What lines of the data include the string "sofa"? Copy them all.

-=-=-=-=-

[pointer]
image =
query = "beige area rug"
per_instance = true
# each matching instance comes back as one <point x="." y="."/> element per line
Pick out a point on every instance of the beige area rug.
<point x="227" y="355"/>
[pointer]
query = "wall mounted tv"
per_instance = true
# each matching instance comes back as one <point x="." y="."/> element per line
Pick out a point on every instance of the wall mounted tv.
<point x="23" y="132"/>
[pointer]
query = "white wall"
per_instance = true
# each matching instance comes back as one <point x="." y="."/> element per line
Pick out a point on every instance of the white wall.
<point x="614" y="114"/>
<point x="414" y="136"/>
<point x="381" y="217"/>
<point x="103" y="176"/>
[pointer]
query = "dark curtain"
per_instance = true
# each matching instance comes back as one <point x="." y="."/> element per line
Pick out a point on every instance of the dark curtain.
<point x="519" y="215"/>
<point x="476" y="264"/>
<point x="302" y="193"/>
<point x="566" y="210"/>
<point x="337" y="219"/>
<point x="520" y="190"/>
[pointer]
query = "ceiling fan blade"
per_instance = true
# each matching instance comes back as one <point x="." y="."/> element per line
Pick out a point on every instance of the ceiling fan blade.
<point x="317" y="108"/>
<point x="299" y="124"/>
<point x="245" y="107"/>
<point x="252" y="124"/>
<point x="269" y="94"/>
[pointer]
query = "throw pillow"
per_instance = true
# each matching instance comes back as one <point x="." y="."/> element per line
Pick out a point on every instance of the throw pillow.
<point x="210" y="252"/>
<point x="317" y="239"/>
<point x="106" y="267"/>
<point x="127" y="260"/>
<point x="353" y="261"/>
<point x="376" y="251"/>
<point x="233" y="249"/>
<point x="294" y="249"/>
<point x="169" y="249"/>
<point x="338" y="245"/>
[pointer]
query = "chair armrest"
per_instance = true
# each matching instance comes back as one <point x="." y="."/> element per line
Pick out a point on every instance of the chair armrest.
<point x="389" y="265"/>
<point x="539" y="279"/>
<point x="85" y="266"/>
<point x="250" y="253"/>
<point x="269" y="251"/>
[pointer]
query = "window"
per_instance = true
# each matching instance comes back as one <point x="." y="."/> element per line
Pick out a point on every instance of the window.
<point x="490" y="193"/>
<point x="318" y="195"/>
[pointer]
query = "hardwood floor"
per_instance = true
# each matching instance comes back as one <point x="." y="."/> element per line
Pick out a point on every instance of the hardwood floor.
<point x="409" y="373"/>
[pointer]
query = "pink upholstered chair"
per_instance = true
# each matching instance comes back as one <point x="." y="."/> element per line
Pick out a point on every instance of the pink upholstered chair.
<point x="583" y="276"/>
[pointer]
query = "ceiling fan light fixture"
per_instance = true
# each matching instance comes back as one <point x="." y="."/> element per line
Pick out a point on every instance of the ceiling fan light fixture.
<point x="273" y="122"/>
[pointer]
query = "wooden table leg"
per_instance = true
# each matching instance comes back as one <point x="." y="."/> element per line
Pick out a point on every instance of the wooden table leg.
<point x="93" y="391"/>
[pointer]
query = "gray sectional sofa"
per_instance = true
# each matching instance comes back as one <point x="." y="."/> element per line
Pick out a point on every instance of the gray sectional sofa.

-=-=-=-=-

RESPONSE TO THIS TASK:
query = "gray sectional sofa"
Pick out a point on every instance of the gray sectional sofa.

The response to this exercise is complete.